(Saved data entries)
■ ■ ■

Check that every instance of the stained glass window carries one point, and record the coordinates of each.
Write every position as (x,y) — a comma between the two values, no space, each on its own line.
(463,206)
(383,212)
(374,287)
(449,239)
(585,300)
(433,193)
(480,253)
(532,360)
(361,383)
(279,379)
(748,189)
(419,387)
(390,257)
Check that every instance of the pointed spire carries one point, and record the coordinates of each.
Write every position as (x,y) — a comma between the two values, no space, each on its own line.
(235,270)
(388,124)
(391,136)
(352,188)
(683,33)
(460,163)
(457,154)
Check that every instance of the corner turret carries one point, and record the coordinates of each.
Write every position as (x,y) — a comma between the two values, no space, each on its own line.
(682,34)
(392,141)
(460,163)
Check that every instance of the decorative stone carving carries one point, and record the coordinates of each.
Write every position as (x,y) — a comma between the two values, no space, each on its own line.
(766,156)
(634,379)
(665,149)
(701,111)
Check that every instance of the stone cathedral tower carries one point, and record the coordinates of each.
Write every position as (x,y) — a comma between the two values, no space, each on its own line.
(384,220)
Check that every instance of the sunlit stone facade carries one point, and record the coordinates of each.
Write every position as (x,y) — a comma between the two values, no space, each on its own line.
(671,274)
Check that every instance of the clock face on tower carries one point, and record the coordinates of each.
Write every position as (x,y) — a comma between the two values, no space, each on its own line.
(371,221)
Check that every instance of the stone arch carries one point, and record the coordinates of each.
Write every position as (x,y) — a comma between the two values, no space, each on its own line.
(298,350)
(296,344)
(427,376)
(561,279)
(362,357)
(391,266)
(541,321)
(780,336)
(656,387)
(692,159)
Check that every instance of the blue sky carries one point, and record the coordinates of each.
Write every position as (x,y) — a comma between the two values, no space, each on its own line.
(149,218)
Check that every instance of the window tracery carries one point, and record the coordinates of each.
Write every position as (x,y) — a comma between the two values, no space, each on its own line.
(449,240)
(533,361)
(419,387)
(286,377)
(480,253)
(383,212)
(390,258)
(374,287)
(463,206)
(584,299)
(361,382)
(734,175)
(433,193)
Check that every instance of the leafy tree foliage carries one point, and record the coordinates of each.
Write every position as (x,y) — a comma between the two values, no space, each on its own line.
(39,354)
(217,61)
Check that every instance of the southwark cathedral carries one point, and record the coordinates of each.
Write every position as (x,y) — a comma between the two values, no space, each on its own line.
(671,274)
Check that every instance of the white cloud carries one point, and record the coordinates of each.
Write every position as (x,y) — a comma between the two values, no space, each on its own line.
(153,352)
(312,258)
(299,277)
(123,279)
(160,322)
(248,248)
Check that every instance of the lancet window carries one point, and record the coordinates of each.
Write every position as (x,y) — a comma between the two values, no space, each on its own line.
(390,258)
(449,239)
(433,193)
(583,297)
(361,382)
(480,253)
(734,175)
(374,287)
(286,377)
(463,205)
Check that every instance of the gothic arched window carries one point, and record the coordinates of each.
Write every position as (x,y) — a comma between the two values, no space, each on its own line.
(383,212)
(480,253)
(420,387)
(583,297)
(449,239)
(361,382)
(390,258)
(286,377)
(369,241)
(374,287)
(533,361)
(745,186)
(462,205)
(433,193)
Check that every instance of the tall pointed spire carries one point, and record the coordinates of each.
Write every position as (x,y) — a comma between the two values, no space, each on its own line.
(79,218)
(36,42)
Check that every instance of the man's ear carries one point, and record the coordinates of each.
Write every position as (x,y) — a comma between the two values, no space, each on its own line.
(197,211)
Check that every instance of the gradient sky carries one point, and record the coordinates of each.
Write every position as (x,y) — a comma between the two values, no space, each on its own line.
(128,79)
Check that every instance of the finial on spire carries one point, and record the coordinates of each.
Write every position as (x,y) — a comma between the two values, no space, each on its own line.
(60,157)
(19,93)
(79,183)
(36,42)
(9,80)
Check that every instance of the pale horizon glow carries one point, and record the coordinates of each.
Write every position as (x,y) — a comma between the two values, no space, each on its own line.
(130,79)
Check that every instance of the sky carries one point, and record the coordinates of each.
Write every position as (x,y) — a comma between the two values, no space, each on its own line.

■ ■ ■

*Exercise goal*.
Each record above should be restated word for word.

*Solution*.
Check that every instance of the stained glass window carries one point, and record the coordinates of each.
Write every position as (x,y) — a comma between the two values, no space, each on its own line.
(463,206)
(383,212)
(374,287)
(449,239)
(585,300)
(433,193)
(480,253)
(532,360)
(361,383)
(279,379)
(748,189)
(419,387)
(390,257)
Check that every instance of the pointed spire carries one point, and record the coordinates of each.
Write every position as (x,y) — a comma between the two values, no space, each on its own line.
(235,270)
(388,124)
(391,136)
(352,188)
(683,33)
(460,163)
(457,154)
Check that every instance of the corner turret carries one point, and record the coordinates of each.
Write every position as (x,y) — a comma between the two values, no space, each on its own line.
(682,34)
(392,141)
(460,163)
Check that every instance of the decorative stone carving carries one point, and record the coordinates of each.
Write every position as (x,y) — a comma between the two values, no space, each on its own line.
(766,156)
(634,379)
(665,149)
(701,111)
Check that every instance of the stone cathedral tower carries one point, and record the coordinates of each.
Write every position as (x,y) — a comma between the two values, no space, each on its own line.
(384,220)
Check that every instance of the sunlit stone facade carries one point, and record the coordinates of each.
Write every position as (x,y) — a comma between the two values, no space, each on its own line.
(671,274)
Check that every instance of the clock face on tower carries one point, and record the coordinates of each.
Write every position as (x,y) — a comma between the two values, no space, each on its own line.
(371,221)
Check that every instance of the stone arch carries one point, and record the coordinates of each.
Write every position as (x,y) — a comma between the two values, no space, each on its own line.
(298,350)
(296,344)
(427,376)
(561,279)
(362,357)
(391,266)
(541,321)
(780,336)
(656,387)
(692,159)
Check that every instance of the blue sky carries one point, and record the coordinates of each.
Write every position as (x,y) — a comma between the two values, no space, each on its own line.
(149,218)
Check that every instance of the window tracery carries one point, and record the coordinates of each.
Write every position as (x,y) — a comma between the two values, no space, each on its own line.
(449,240)
(533,361)
(419,387)
(286,377)
(480,253)
(383,212)
(390,258)
(374,287)
(463,206)
(584,299)
(361,382)
(734,175)
(433,193)
Check that every instance of the leafy tree foliage carries one point, and record the coordinates of each.
Write every position as (x,y) — a comma between the two values, no space, each on its own line.
(39,354)
(217,61)
Check that every instance of the southwark cathedral carries one point, and record the coordinates of each.
Write every position as (x,y) — a comma between the two values, no space, each on its own line.
(671,274)
Check that every instance of the white cloud carries one point, and record the coordinates of each.
Write every position as (x,y) — a comma between the two values, no space, each on its own line.
(153,352)
(312,258)
(299,277)
(123,279)
(160,322)
(248,248)
Check that every instance of the lancet window carries one point, and record the coordinates of each.
Write every position as (x,y) — a comma between the two values, no space, each on its own line.
(390,258)
(449,239)
(433,193)
(583,297)
(361,382)
(480,253)
(734,175)
(374,287)
(286,377)
(463,205)
Check that every instance of the gothic arched window carries one point, and record the coordinates of each.
Write every position as (x,y) — a comma between the two values, no space, each on its own line.
(383,212)
(480,253)
(420,387)
(583,297)
(449,239)
(361,382)
(390,258)
(286,377)
(369,241)
(374,287)
(533,361)
(745,186)
(462,205)
(433,193)
Check that every instance of the tall pointed spire carries one point, and record the coordinates of each.
Write every position as (x,y) — a comma between the two values, no space, each on its own line.
(79,218)
(36,42)
Check that every instance of the man's ear carries one point, and record the coordinates of each.
Write every position as (x,y) — a comma between the two values, no space, each on its own line.
(197,211)
Check that every instance of the gradient sky carries one point, and record the coordinates of each.
Write every position as (x,y) — a comma between the two values, no space, each on its own line.
(128,79)
Check that every instance of the finial on spire carries one point, and record the coordinates of each.
Write every position as (x,y) — a comma between the two values, no space, each on its own line.
(60,157)
(19,93)
(79,183)
(36,42)
(9,80)
Check that every instance of the pale horizon glow carries one point, and record the coordinates of each.
Write every position as (x,y) — a comma between the two values, no space, each on its own line.
(130,79)
Check that every instance of the sky carries one point, and record the coordinates of each.
Write every position as (x,y) — a comma between the two values, no space, each on its own line.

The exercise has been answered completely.